Copy out the data below word for word, from the line containing "Please trace the outline of every instance of the dirt" down to the end of the data, including both of those lines.

====================

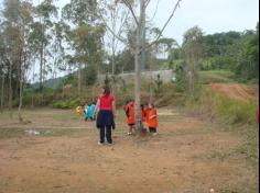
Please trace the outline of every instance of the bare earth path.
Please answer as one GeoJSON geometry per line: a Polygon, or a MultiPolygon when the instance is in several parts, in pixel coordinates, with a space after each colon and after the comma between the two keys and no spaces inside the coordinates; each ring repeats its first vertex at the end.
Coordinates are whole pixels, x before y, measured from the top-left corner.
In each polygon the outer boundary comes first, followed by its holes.
{"type": "Polygon", "coordinates": [[[97,146],[94,123],[71,111],[26,111],[29,125],[0,114],[0,193],[257,193],[258,171],[236,155],[239,135],[160,110],[160,135],[97,146]],[[37,129],[40,136],[24,135],[37,129]]]}

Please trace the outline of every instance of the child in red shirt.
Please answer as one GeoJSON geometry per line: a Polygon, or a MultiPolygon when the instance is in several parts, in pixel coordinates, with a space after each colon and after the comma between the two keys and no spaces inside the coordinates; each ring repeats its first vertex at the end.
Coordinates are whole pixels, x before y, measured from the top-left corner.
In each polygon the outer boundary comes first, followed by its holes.
{"type": "Polygon", "coordinates": [[[134,117],[134,102],[130,101],[126,106],[127,124],[129,126],[128,135],[132,135],[136,129],[136,117],[134,117]]]}
{"type": "Polygon", "coordinates": [[[155,136],[158,134],[158,111],[154,104],[149,104],[148,125],[150,134],[155,136]]]}

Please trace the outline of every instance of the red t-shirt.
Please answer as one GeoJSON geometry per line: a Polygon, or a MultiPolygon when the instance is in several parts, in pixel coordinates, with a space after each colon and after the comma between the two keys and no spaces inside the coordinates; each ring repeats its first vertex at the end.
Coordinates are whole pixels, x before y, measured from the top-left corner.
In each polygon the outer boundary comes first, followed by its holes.
{"type": "Polygon", "coordinates": [[[105,94],[99,96],[100,106],[99,110],[111,111],[112,110],[112,102],[115,101],[113,94],[109,94],[106,96],[105,94]]]}

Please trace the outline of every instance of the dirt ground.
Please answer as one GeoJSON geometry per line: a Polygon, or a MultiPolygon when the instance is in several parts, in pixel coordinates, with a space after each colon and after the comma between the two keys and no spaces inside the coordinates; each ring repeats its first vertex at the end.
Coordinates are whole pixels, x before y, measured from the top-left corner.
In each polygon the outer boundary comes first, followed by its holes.
{"type": "Polygon", "coordinates": [[[0,193],[258,192],[258,170],[236,154],[242,136],[177,110],[159,112],[158,136],[127,136],[120,113],[115,145],[102,147],[95,123],[73,111],[29,110],[25,125],[0,114],[0,193]]]}

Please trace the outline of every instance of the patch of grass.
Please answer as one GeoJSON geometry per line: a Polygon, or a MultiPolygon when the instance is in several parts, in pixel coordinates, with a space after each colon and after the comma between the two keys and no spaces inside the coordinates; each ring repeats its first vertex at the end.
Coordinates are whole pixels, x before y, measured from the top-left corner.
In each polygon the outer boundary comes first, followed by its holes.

====================

## Reply to the task
Please trace the outline of every instance of the dirt ground.
Please answer as one GeoJSON geometry per line: a Polygon, or a MultiPolygon when the instance is in several parts, in pixel coordinates, with a space after each colon and after the comma between the two keys and no spaces inside the coordinates; each ring repeats its first vertex at the end.
Coordinates are whole pixels, x before y, measured from the top-left corner.
In each polygon the outer boundary comes first, followed by its holes.
{"type": "Polygon", "coordinates": [[[0,193],[258,192],[258,170],[236,154],[242,136],[177,110],[159,112],[158,136],[127,136],[120,113],[115,145],[102,147],[95,123],[73,111],[29,110],[25,125],[0,114],[0,193]]]}

Please trace the outline of every instance of the patch of grass.
Please answer as one GeoJSON geometry per line: a Polygon, or a MultiPolygon when the instance is in several parts, in pixel coordinates, with a space after each colon and after the comma between the two keys and no spaces inside the coordinates; each ring repeats its first vertex at the end.
Coordinates are whole pixels, x before y, measured from the top-left corner.
In each polygon the outer boundary comes first, followed by its holes.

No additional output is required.